--- BEGIN Selected extract ---

On 12/11/25 17:12, Tvrtko Ursulin wrote:
>
> On 11/12/2025 13:16, Christian König wrote:
>> This allows amdgpu_userq_fences to outlive the amdgpu module.
>>
>> Signed-off-by: Christian König <[email protected]>
>> ---
>> drivers/gpu/drm/amd/amdgpu/amdgpu_drv.c | 13 +----
>> .../gpu/drm/amd/amdgpu/amdgpu_userq_fence.c | 54 ++++---------------
>> .../gpu/drm/amd/amdgpu/amdgpu_userq_fence.h | 8 ---
>> 3 files changed, 11 insertions(+), 64 deletions(-)
>>
>> diff --git a/drivers/gpu/drm/amd/amdgpu/amdgpu_drv.c
>> b/drivers/gpu/drm/amd/amdgpu/amdgpu_drv.c
>> index 2dfbddcef9ab..f206297aae8b 100644
>> --- a/drivers/gpu/drm/amd/amdgpu/amdgpu_drv.c
>> +++ b/drivers/gpu/drm/amd/amdgpu/amdgpu_drv.c
>> @@ -3155,11 +3155,7 @@ static int __init amdgpu_init(void)
>> r = amdgpu_sync_init();
>> if (r)
>> - goto error_sync;
>> -
>> - r = amdgpu_userq_fence_slab_init();
>> - if (r)
>> - goto error_fence;
>> + return r;
>> DRM_INFO("amdgpu kernel modesetting enabled.\n");
>> amdgpu_register_atpx_handler();
>> @@ -3176,12 +3172,6 @@ static int __init amdgpu_init(void)
>> /* let modprobe override vga console setting */
>> return pci_register_driver(&amdgpu_kms_pci_driver);
>> -
>> -error_fence:
>> - amdgpu_sync_fini();
>> -
>> -error_sync:
>> - return r;
>> }
>> static void __exit amdgpu_exit(void)

--- END Selected extract ---
--- BEGIN Data extract ---

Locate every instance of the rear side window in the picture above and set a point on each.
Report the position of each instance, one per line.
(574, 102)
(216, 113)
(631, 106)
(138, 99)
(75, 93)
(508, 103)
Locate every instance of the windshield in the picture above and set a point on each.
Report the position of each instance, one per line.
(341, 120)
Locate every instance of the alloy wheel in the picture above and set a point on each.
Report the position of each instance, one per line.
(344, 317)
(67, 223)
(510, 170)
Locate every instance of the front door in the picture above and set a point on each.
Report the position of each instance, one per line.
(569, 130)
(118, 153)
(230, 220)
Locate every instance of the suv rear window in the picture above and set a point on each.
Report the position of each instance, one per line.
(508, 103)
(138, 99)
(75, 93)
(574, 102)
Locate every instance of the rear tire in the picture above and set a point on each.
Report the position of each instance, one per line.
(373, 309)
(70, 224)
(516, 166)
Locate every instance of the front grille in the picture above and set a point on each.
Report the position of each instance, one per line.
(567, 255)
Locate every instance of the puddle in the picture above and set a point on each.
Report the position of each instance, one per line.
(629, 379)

--- END Data extract ---

> [To-do list]:
(a) Decide whether each statement agrees with the amdgpu patch, answering yes or no and quoting the exact words of the text that settle it: (i) the change lets amdgpu_userq_fences outlive the amdgpu module; (ii) the change touches four files; (iii) the message Tvrtko Ursulin quotes was written by Christian König.
(b) Summarize the amdgpu patch in two sentences.
(c) Render this sentence from the amdgpu patch in German: "This allows amdgpu_userq_fences to outlive the amdgpu module."

> [Solutions for each task]:
(a)
(i) Yes: "This allows amdgpu_userq_fences to outlive the amdgpu module."
(ii) No: "3 files changed, 11 insertions(+), 64 deletions(-)"
(iii) Yes: "On 11/12/2025 13:16, Christian König wrote:"

(b) Christian König's patch, quoted in a message by Tvrtko Ursulin, allows amdgpu_userq_fences to outlive the amdgpu module and changes three files, with 11 insertions and 64 deletions. In amdgpu_init, it drops the call to amdgpu_userq_fence_slab_init and the error_fence and error_sync labels, so a failure of amdgpu_sync_init now returns r directly.

(c) Dies ermöglicht es amdgpu_userq_fences, das amdgpu-Modul zu überdauern.